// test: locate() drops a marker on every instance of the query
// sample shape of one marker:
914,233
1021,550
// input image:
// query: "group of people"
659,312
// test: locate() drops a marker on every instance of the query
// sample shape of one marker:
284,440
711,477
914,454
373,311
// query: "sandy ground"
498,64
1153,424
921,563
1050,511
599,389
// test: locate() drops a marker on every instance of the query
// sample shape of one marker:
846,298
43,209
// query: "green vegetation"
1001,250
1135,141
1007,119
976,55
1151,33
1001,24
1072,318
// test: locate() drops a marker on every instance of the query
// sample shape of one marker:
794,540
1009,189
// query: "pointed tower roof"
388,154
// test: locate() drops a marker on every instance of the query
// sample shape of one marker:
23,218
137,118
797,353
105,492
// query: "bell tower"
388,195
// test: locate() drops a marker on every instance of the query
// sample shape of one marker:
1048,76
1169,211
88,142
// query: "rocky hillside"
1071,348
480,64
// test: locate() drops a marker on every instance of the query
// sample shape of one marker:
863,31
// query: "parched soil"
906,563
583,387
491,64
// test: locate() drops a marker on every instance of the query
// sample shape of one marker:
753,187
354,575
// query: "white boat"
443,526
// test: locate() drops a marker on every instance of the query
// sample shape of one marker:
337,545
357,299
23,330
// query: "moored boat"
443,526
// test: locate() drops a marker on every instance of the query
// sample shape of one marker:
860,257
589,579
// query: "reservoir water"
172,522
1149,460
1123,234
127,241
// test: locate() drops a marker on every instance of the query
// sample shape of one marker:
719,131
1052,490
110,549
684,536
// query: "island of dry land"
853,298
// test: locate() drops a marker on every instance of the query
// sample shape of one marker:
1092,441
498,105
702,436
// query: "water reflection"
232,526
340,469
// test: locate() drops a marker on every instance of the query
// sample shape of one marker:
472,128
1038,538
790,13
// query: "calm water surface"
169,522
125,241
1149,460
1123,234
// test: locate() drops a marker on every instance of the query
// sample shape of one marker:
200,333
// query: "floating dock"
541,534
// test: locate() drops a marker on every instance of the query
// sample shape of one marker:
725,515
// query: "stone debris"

(課題)
上の項目から「water」という語を含む行をすべて探し、書き写しなさい。

(解答)
// query: "reservoir water"
// query: "water reflection"
// query: "calm water surface"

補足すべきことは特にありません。